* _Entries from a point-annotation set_
┏━━
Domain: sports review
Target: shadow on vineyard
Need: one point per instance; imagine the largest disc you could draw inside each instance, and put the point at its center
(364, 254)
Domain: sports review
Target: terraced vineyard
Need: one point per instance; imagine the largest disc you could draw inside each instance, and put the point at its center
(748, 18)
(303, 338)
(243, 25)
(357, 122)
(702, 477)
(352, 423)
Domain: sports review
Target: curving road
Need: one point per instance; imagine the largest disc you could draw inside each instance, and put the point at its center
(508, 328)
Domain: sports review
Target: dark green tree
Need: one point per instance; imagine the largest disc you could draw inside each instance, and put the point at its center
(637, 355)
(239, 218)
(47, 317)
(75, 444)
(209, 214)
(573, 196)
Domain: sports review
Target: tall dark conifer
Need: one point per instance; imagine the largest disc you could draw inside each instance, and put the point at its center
┗━━
┏━━
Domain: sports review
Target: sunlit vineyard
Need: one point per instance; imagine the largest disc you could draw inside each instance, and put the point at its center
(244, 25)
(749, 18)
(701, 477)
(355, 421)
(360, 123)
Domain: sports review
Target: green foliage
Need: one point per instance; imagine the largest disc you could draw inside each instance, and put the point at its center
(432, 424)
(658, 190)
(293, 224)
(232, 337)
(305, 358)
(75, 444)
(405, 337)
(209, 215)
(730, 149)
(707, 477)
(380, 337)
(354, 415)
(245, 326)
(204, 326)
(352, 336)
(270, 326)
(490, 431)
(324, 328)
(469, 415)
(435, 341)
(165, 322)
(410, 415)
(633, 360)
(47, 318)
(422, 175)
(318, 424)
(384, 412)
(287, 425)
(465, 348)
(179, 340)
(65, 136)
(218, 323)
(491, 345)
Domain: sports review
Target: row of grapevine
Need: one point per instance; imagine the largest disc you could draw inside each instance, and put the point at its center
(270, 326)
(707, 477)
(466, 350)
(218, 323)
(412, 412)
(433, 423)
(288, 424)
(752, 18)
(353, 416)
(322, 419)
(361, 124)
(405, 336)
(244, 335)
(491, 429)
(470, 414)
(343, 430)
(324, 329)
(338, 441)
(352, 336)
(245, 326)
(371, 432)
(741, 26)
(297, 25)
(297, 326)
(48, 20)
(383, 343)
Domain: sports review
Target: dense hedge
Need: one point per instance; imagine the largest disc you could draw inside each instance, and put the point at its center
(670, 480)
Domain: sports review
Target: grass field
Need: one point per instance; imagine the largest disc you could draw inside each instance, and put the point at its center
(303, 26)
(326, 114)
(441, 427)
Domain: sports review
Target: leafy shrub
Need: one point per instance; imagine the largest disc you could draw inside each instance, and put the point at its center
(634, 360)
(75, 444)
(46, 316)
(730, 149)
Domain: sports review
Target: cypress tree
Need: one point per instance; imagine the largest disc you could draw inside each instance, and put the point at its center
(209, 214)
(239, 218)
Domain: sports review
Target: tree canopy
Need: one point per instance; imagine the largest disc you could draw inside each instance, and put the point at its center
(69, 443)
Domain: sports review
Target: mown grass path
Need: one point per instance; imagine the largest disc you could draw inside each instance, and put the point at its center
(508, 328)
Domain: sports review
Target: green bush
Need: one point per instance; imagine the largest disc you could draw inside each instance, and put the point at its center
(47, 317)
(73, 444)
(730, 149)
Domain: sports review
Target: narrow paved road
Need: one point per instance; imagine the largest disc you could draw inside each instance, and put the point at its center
┗━━
Collect every line in the entries above that contains the word "grass".

* _Exercise result_
Target: grass field
Target: mown grass path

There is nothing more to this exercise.